What follows is a listing to be repeated in full and without alteration.

# Available data
---
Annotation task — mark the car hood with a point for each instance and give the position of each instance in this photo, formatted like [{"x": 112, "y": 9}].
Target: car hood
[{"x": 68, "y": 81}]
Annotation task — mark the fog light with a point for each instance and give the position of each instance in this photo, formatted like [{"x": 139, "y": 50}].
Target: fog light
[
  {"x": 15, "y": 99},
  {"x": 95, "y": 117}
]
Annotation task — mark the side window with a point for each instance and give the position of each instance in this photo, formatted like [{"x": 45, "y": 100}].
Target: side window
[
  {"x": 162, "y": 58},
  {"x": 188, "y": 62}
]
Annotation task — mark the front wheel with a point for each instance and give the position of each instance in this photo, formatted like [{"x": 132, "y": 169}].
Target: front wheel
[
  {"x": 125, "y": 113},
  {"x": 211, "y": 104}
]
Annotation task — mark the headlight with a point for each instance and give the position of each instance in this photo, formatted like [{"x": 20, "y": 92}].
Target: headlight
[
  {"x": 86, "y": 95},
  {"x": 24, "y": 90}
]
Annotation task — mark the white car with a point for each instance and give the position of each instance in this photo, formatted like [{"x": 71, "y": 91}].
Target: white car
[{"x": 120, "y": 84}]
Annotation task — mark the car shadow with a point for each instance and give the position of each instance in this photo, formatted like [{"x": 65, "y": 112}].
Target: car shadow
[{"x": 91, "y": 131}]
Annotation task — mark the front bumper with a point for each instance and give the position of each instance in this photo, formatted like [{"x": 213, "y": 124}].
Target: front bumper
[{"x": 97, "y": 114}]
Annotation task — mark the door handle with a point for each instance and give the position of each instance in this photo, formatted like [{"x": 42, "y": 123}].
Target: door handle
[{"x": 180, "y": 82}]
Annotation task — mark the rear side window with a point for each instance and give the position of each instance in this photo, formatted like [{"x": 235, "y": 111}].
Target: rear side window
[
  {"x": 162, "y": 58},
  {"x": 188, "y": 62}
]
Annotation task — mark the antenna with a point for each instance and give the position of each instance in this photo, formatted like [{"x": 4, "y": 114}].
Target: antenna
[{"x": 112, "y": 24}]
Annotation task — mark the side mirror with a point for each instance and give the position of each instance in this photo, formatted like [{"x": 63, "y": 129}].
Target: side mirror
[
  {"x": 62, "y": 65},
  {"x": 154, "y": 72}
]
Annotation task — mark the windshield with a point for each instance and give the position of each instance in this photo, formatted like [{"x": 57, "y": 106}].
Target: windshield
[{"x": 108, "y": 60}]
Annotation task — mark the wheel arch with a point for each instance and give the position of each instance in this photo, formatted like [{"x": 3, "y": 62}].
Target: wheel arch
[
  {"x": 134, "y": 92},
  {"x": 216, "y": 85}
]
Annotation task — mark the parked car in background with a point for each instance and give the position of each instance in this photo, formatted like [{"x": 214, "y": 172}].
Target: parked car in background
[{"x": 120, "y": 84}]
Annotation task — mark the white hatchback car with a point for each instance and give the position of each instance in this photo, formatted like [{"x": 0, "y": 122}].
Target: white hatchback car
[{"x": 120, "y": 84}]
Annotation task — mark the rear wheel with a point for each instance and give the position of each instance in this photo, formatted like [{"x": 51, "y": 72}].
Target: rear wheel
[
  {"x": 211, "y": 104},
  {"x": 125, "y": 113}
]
---
# Exercise response
Annotation task — mark the car hood with a point for each instance and give the position of each instance in this photo, formatted like [{"x": 112, "y": 9}].
Target: car hood
[{"x": 68, "y": 81}]
Annotation task — mark the fog light with a point for each instance and give the position of each instance in this photo, formatted like [{"x": 139, "y": 50}].
Target: fog light
[
  {"x": 15, "y": 99},
  {"x": 95, "y": 117}
]
Annotation task — mark the side window with a point for each instance and give the position of each instance in this photo, formatted like [{"x": 45, "y": 100}].
Target: side window
[
  {"x": 162, "y": 58},
  {"x": 188, "y": 62}
]
Annotation task — mark the front wheel with a point for each instance and give the position of each instance in this photo, formatted like [{"x": 132, "y": 169}].
Target: front wheel
[
  {"x": 125, "y": 113},
  {"x": 211, "y": 104}
]
Annotation task — mark the headlight with a point for each instance and give the position of each instance in this photo, formatted like [{"x": 20, "y": 92}].
Target: headlight
[
  {"x": 86, "y": 95},
  {"x": 24, "y": 90}
]
Annotation task — mark the white car with a point for each instance and give the position of each instance in this photo, formatted like [{"x": 71, "y": 91}].
Target: white car
[{"x": 120, "y": 84}]
Annotation task — mark the car shadow with a point for each instance and give the position of each instance in this photo, formatted like [{"x": 65, "y": 112}].
Target: car shadow
[{"x": 91, "y": 131}]
Annotation task — mark the front bumper with a point for each instance and give the position of each instance in this photo, formatted like [{"x": 213, "y": 124}].
Target: front bumper
[{"x": 97, "y": 114}]
Annotation task — mark the door handle with a point for each instance and give the position of each instance in this photo, formatted like [{"x": 42, "y": 123}].
Target: door handle
[{"x": 180, "y": 82}]
Annotation task — mark the rear side window with a point for each instance and give the position of each instance in this photo, formatted like [{"x": 235, "y": 111}].
Target: rear side window
[
  {"x": 162, "y": 58},
  {"x": 188, "y": 62}
]
Annotation task — mark the antenna with a point for each instance and give the position of each instance in this photo, formatted like [{"x": 4, "y": 114}].
Target: antenna
[{"x": 112, "y": 24}]
Annotation task — mark the side mirror with a point for each instance and give the position of each instance in this photo, formatted like [{"x": 63, "y": 129}].
Target: side mirror
[
  {"x": 62, "y": 65},
  {"x": 154, "y": 72}
]
Annotation task — mark the windshield with a point for each instance and give the position of each instance in this photo, formatted like [{"x": 57, "y": 106}].
Target: windshield
[{"x": 108, "y": 60}]
Annotation task — mark the wheel arch with a point for each instance and give the position of each instance in this photo, formatted like [{"x": 3, "y": 62}].
Target: wheel arch
[
  {"x": 134, "y": 92},
  {"x": 216, "y": 85}
]
Annotation task — mark the parked car in background with a point for each instance and give the position of each instance in this photo, formatted like [{"x": 214, "y": 172}].
Target: parked car in background
[{"x": 120, "y": 84}]
Annotation task — mark the white hatchback car with a point for each instance and give the position of each instance in this photo, formatted like [{"x": 0, "y": 122}].
Target: white hatchback car
[{"x": 120, "y": 84}]
Annotation task — mark the rear wheel with a point for each instance and give the position of each instance in this photo, formatted like [{"x": 51, "y": 72}].
Target: rear wheel
[
  {"x": 211, "y": 104},
  {"x": 125, "y": 113}
]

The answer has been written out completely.